Antoni Arissa, el eslabón perdido de la fotografía española
La primera antológica dedicada al cámara catalán descubre su trabajo entre 1922 y 1936
Impresor, tipógrafo y fotógrafo, Antoni Arissa colgó la cámara después de la Guerra Civil, cuando en España se cerraron todas las posibles ventanas a su frágil apuesta artística. Cuando murió, en 1980, su familia —como el resto del mundo— ignoraba el enorme valor del trabajo que realizó entre 1922 y 1936. Por eso, cuando vendieron la casa familiar de Barcelona, en 1982, tiraron la mayoría de los negativos de cristal del padre y malvendieron el resto a un chamarilero del viejo mercado de los Encantes. Ayer, sus descendientes (hijas, nietos y hasta bisnietos) reconocían el desastre ante la impagable retrospectiva que le dedica en Madrid la Fundación Telefónica, uno de los platos fuertes de PHotoEspaña, que pivota alrededor del exhaustivo trabajo de investigación y restauración llevada a cabo por los historiadores Rafael Levenfeld y Valentín Vallhonrat, quienes no dudan en calificar a Arissa como el “eslabón perdido de la historia del arte de vanguardia español”.
Arissa viajó del pictorialismo imperante a principios del siglo XX a un arte experimental en el que los detalles y la luz tomaron todo el protagonismo. Usó su vida y sus objetos cotidianos para crear. “Poco a poco, prescinde de los rostros. Se vuelve cada vez más abstracto”, explica Valentín Vallhonrat.
Fueron las copias vendidas en los Encantes las que pusieron en la pista a los primeros investigadores. En ellas se descubría esa mirada de enorme originalidad y fuerza. Un fotógrafo profesional admirado por aquel trabajo desconocido compró el lote y el Museo Nacional de Arte de Cataluña se lo adquirió. Esta institución, junto a la Universidad de Navarra y la propia familia Arissa, poseen lo que queda del legado del fotógrafo, del que apenas sobreviven una treintena de copias de época. “Sí, claro que nos tiramos de los pelos”, reconoce su nieta Helena. “Mi madre y sus hermanas, pese a que mi abuelo lo guardó todo durante años ordenado y clasificado, lo tiraron sin más, conscientes de lo que hacían pero ignorando su valor. Mi abuelo contaba poco de sus fotos. Era algo del pasado, y del pasado no se hablaba”.

> **Consigna**
Retoma el artículo sobre el fotógrafo Antoni Arissa y continúalo a partir de su última frase. El listado no guarda relación alguna con el artículo.

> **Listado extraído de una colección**
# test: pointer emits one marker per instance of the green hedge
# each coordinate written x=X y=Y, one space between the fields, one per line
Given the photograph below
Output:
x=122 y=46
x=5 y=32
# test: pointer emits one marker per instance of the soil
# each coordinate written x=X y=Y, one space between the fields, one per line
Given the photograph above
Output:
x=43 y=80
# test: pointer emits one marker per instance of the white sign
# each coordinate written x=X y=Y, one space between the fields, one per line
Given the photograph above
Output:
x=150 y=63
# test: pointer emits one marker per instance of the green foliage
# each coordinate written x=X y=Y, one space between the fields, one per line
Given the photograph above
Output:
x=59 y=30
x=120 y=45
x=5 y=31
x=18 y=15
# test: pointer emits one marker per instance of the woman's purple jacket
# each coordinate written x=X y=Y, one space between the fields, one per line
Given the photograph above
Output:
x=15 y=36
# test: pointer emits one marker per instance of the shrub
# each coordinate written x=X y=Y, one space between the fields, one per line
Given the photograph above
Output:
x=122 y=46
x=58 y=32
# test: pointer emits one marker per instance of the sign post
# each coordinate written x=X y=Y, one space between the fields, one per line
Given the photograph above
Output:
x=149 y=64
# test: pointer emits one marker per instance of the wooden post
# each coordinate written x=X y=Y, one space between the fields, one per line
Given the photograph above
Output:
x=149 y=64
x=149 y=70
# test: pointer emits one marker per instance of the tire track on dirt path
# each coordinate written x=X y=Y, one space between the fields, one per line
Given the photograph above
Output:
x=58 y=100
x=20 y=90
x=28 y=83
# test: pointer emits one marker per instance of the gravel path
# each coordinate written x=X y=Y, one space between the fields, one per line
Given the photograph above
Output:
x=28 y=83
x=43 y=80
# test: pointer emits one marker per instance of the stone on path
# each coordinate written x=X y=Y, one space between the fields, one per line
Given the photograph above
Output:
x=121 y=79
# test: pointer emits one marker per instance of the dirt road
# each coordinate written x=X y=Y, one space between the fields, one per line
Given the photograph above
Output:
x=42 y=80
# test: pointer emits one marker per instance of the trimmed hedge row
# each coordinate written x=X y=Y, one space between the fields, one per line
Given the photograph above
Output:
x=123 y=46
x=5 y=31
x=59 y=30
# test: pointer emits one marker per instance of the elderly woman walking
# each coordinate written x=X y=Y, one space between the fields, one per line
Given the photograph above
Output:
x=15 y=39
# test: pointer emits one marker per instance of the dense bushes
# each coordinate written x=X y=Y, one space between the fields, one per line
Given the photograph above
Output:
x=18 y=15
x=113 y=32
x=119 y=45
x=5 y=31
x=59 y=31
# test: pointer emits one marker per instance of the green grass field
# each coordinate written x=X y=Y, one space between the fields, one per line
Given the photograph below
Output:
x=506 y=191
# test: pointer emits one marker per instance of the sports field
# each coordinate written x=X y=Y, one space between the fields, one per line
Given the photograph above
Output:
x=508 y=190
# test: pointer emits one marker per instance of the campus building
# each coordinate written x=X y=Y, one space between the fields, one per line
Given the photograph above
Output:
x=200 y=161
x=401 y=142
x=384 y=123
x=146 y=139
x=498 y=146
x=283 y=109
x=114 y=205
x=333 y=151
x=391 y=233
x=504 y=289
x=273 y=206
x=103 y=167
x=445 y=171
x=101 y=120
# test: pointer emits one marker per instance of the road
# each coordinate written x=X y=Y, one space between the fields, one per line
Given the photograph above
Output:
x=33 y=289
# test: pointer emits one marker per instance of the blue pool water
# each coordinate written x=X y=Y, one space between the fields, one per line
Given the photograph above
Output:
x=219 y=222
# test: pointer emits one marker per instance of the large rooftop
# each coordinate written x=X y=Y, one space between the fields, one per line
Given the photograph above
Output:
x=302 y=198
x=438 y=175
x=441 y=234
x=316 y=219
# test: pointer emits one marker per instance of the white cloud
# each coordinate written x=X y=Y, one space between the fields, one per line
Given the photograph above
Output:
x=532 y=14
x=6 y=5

> **Tu respuesta**
La fotografía formaba parte de un sueño de modernidad que Arissa zanjó después de la contienda. Aparentemente no lo hizo por motivos políticos (“él era de esos que no se mojaron”, confiesa un familiar), sino porque la avanzadilla estética ya no le interesaba a nadie.
María Ángeles, una de sus hijas, se reconocía ayer en una de las series rescatadas que forman parte de las 160 imágenes que se pueden ver hasta el 14 de septiembre. En ella, una preciosa niña rubia juega semidesnuda con un reloj. “Las veo y ni siquiera recuerdo cuándo me las hizo. No te dabas cuenta de nada. Mi padre nos usaba a nosotras y a los trabajadores de la imprenta como modelos. Pero nunca mezclados… no nos dejaba bajar nunca, ¡le daba miedo que nos enamorásemos de alguno!”. Su hermana Margarita murió hace un año. Es la expresiva niña de la serie El grito. Su hija Mercedes mira acongojada el dramático díptico. “A mi madre siempre le tocaba llorar o gritar, por eso no le gustaba posar”.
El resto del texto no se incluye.